▶ _Exercise_: Please rewrite the lines below as a numbered list, skipping any blank lines and leaving the pictures out.

▶ _Data for this exercise_:
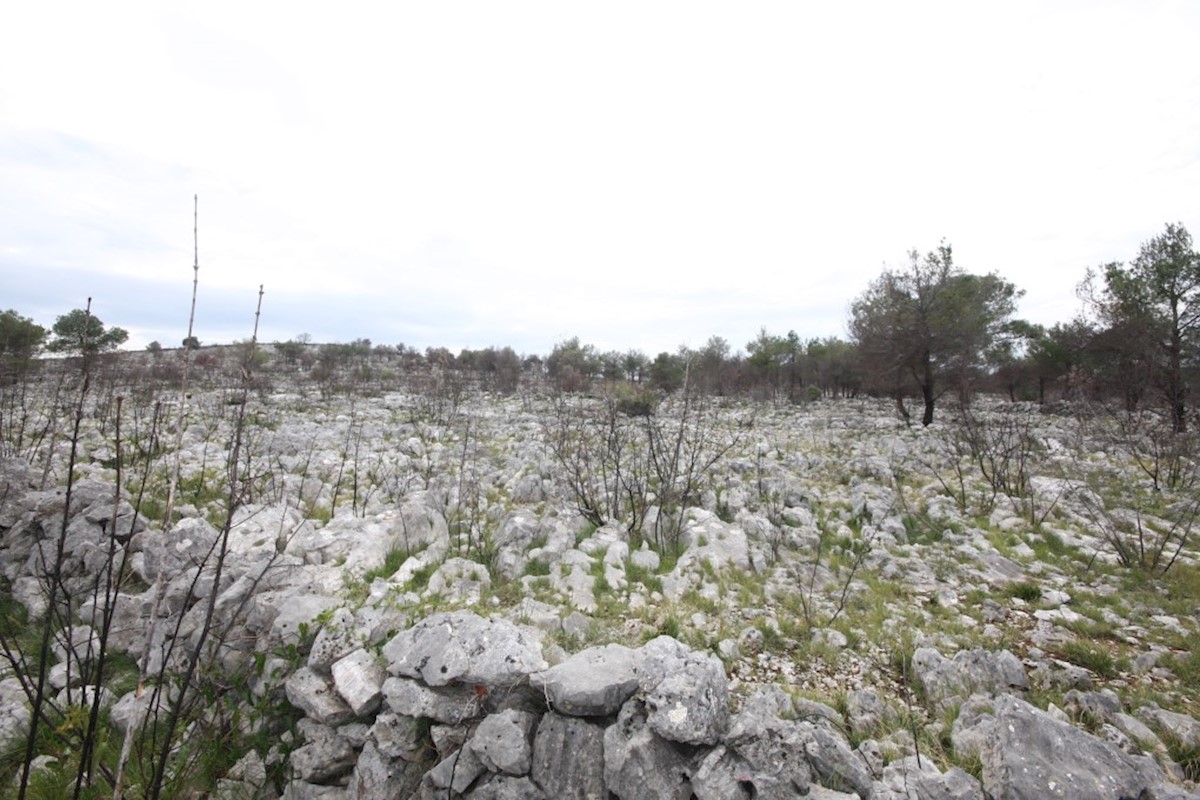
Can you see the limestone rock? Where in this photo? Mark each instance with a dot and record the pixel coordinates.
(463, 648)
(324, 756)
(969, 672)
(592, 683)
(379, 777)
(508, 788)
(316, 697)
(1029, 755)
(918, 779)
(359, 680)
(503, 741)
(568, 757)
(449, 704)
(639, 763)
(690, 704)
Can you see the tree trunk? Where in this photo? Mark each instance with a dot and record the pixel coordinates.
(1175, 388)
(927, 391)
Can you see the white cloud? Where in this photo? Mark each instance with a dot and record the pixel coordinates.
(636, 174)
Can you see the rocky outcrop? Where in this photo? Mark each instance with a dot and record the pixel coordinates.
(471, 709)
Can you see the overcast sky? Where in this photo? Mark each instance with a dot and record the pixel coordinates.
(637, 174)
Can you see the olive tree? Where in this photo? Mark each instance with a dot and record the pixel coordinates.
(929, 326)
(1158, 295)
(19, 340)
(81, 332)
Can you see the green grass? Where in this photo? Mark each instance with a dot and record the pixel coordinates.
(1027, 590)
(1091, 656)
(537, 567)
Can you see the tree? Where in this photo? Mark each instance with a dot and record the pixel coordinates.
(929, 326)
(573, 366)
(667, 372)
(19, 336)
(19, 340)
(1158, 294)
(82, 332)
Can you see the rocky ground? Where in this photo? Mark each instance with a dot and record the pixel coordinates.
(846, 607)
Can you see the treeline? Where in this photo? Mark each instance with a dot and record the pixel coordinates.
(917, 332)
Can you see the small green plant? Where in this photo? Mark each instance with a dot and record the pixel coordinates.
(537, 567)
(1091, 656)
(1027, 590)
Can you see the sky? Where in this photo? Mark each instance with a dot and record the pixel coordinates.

▶ _Answer to the problem_:
1. Can you see the limestone rock? Where in this photo? Mark each instance with a dot and record the pixel coordinates.
2. (463, 648)
3. (324, 756)
4. (969, 672)
5. (592, 683)
6. (379, 777)
7. (508, 788)
8. (316, 697)
9. (1029, 755)
10. (918, 779)
11. (359, 680)
12. (503, 741)
13. (568, 757)
14. (449, 704)
15. (639, 763)
16. (690, 704)
17. Can you see the tree trunk? Where in this photo? Mark each instance with a dot and record the pixel coordinates.
18. (1175, 388)
19. (927, 391)
20. Can you see the white cloud? Where in this photo? Mark each instance with a dot and record the pixel coordinates.
21. (636, 174)
22. Can you see the rocky outcrop? Where in this photo? Mark each instance with a dot and record the pixel coordinates.
23. (471, 709)
24. Can you see the overcast sky? Where in this photo? Mark each instance with a dot and record the pixel coordinates.
25. (637, 174)
26. Can you see the olive tree? Where in this photo? Mark each instance with a dot and record the pixel coordinates.
27. (929, 326)
28. (1158, 295)
29. (19, 340)
30. (81, 332)
31. Can you see the green grass? Where in this photo? Mark each instance with a dot and record the pixel coordinates.
32. (1027, 590)
33. (1091, 656)
34. (537, 567)
35. Can you see the tree? Where in this photo? Mark each instance with a dot and record the pixel coordinates.
36. (929, 326)
37. (573, 366)
38. (667, 372)
39. (19, 336)
40. (19, 340)
41. (1158, 294)
42. (82, 332)
43. Can you see the rocky ground? Where in this photo? Mark each instance with a dot and record the pixel coordinates.
44. (846, 607)
45. Can you see the treeline? Where in this photo? Mark each instance with a dot and record the pixel coordinates.
46. (917, 332)
47. Can you see the small green plant? Where in this photo? Mark each instance with a dot and record the pixel coordinates.
48. (537, 567)
49. (1091, 656)
50. (1027, 590)
51. Can you see the sky? Where in this photo? Mark each instance with a dot and record the pixel coordinates.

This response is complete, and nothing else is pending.